▸ **Natural-language object grounding data**

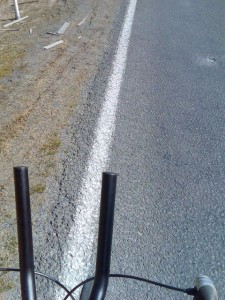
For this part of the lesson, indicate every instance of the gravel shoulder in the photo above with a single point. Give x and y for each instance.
(39, 93)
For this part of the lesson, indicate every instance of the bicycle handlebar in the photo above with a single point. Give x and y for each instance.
(205, 289)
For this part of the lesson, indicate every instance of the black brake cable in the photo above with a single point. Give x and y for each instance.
(188, 291)
(42, 275)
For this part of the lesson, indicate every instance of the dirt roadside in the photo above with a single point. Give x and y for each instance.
(39, 92)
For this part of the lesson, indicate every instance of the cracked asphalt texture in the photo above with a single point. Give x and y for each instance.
(168, 148)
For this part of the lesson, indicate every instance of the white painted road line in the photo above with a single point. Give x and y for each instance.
(76, 259)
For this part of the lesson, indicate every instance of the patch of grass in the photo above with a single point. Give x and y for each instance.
(51, 146)
(37, 189)
(9, 56)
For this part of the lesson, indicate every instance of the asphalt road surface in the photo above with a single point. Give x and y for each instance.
(168, 148)
(166, 140)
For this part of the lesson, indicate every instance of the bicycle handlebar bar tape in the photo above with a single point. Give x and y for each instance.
(105, 233)
(205, 289)
(24, 228)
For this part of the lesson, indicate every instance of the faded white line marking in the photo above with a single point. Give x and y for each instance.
(76, 261)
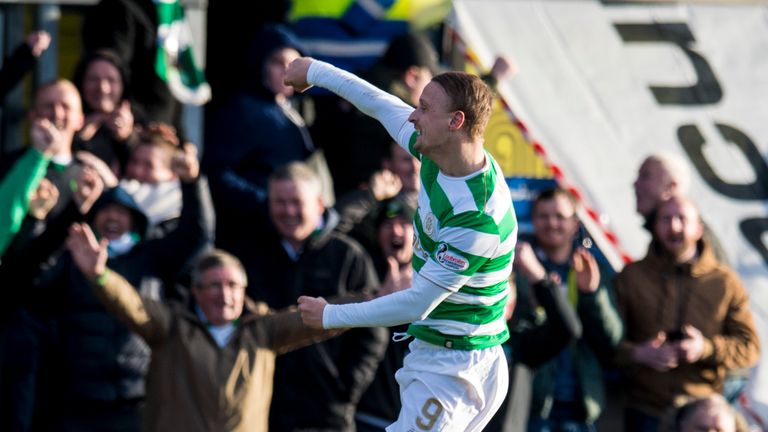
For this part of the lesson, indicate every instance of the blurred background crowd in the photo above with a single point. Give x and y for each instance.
(277, 195)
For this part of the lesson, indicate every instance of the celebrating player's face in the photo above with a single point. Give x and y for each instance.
(432, 119)
(295, 209)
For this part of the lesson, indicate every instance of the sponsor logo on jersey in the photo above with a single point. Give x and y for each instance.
(430, 224)
(417, 249)
(449, 259)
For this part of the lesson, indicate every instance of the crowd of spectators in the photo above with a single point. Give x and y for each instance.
(138, 297)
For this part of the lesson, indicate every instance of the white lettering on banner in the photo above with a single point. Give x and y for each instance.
(603, 86)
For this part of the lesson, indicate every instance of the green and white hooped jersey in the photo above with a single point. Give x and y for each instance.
(464, 241)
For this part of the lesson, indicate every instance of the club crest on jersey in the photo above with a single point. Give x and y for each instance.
(430, 224)
(450, 260)
(417, 249)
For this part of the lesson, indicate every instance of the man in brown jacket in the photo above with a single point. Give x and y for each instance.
(687, 318)
(212, 363)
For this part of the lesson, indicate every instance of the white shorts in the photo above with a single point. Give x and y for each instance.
(445, 389)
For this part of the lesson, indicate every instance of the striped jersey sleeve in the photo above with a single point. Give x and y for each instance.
(464, 241)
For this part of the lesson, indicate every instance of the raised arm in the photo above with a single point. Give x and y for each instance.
(388, 109)
(401, 307)
(147, 318)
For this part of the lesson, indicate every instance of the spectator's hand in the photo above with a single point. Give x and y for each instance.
(88, 190)
(89, 255)
(93, 162)
(656, 354)
(384, 184)
(691, 347)
(93, 122)
(120, 121)
(311, 309)
(527, 263)
(587, 271)
(43, 199)
(296, 75)
(397, 278)
(185, 163)
(503, 68)
(45, 137)
(38, 42)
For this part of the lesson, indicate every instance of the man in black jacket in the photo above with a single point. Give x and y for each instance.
(100, 364)
(317, 387)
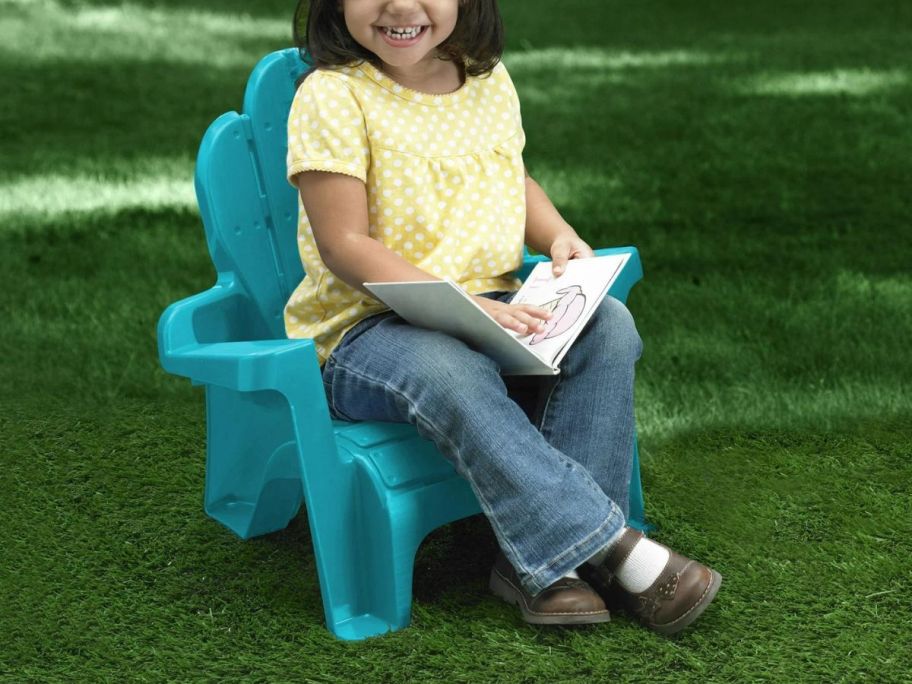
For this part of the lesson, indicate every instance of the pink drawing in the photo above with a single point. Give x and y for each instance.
(565, 311)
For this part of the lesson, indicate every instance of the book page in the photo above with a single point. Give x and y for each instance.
(571, 298)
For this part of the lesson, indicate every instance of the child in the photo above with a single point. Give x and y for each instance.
(406, 145)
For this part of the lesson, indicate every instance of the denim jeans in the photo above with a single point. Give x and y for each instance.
(549, 457)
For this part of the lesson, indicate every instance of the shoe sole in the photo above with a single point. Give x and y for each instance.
(503, 588)
(672, 628)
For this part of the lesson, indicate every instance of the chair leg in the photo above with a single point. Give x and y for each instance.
(253, 476)
(637, 516)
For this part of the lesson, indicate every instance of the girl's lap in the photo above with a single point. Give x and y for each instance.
(384, 357)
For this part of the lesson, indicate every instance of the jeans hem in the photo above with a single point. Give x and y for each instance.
(577, 554)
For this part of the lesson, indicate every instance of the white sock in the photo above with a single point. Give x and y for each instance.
(641, 568)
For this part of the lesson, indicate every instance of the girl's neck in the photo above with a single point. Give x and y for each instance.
(435, 77)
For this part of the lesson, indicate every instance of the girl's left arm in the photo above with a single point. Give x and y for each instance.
(547, 231)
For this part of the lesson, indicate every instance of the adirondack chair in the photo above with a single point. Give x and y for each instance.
(372, 490)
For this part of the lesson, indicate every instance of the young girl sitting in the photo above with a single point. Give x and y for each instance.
(406, 145)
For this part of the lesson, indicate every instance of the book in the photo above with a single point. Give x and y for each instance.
(571, 297)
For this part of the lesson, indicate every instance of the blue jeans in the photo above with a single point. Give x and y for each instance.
(549, 457)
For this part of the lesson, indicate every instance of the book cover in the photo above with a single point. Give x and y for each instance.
(571, 297)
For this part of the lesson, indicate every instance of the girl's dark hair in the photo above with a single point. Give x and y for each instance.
(476, 43)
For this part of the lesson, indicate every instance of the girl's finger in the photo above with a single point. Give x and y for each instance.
(533, 310)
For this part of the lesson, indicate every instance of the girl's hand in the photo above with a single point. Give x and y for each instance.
(523, 318)
(566, 246)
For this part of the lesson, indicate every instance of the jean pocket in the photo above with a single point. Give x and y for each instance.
(328, 374)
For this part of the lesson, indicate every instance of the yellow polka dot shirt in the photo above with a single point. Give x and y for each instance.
(445, 184)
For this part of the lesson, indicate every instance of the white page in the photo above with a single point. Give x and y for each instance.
(571, 297)
(443, 305)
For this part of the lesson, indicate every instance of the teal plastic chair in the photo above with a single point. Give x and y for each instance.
(372, 490)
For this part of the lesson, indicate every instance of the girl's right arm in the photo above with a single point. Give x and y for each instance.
(336, 207)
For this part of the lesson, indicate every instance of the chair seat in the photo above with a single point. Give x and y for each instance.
(400, 455)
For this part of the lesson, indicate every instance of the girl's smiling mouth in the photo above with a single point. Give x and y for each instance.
(402, 36)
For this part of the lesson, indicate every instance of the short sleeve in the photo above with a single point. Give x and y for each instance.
(326, 129)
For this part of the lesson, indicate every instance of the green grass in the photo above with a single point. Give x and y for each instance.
(760, 157)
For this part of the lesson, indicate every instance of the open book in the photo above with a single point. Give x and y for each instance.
(571, 297)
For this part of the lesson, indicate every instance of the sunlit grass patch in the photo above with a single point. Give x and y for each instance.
(52, 195)
(854, 82)
(594, 59)
(47, 31)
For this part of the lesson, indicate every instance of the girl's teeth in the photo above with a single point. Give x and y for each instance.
(402, 34)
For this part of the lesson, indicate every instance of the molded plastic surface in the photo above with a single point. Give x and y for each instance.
(373, 490)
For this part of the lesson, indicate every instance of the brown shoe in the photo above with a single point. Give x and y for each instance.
(679, 595)
(566, 602)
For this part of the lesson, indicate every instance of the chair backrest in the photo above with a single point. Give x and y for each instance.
(248, 208)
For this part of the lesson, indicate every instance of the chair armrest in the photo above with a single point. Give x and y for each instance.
(243, 366)
(198, 339)
(203, 317)
(633, 270)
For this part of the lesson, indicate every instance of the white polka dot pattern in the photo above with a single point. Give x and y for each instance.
(444, 176)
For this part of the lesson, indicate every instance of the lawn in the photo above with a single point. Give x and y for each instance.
(759, 155)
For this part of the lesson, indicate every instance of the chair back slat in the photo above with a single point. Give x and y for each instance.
(248, 208)
(267, 101)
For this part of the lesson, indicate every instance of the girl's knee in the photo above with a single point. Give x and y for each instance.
(615, 325)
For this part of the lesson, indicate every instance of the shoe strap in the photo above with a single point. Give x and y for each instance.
(622, 549)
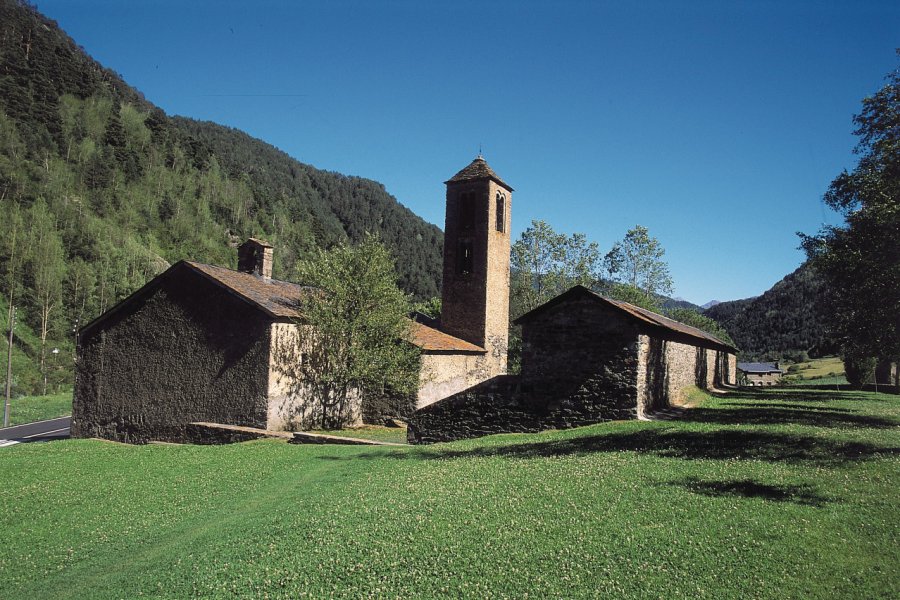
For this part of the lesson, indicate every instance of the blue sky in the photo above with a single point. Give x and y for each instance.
(717, 125)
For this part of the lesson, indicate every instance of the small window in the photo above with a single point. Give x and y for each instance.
(464, 256)
(467, 210)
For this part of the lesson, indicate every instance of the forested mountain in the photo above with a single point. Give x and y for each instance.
(100, 190)
(784, 321)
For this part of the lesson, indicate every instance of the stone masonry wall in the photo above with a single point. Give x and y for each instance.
(578, 368)
(187, 352)
(476, 304)
(668, 366)
(582, 352)
(292, 405)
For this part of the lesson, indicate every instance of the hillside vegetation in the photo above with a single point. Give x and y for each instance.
(770, 494)
(101, 190)
(786, 321)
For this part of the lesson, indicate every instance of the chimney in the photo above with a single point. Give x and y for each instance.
(255, 257)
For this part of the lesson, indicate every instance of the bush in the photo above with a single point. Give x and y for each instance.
(859, 369)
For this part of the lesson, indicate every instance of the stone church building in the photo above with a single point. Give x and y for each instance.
(201, 343)
(210, 344)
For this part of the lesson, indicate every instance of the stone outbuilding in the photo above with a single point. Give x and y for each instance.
(585, 359)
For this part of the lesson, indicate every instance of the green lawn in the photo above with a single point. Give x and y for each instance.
(828, 370)
(396, 435)
(29, 409)
(768, 494)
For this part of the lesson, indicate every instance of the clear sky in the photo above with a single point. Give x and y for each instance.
(717, 125)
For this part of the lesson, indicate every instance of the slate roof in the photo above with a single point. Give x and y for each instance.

▸ **Prompt**
Reproduce exactly every line between the line with "of the clear" and the last line of the records above, both included.

▸ **Task solution**
For this part of the lesson, indicate every instance of the clear sky in the photo above with a single point. Give x and y for each instance.
(717, 125)
For this part of the lesson, indicate every instance of the slate roof in the photo above with a single point. Give x and y for each instance.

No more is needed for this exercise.